Data:
= Beginning of Section =

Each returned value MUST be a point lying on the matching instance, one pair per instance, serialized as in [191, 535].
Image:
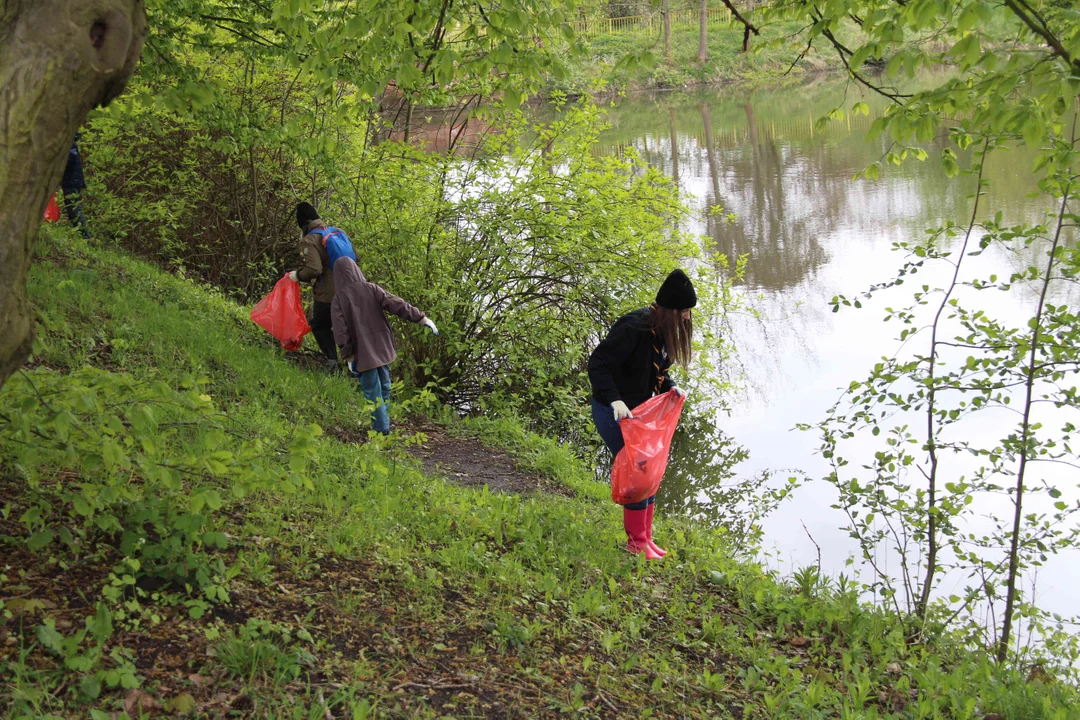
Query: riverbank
[602, 70]
[379, 588]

= End of Section =

What is required:
Without including any pictures, please restate all the records exactly.

Response box:
Each returned value MUST be a point lying on the matching instance, one pair per instance, serialized as in [191, 535].
Image:
Query: riverbank
[602, 70]
[379, 588]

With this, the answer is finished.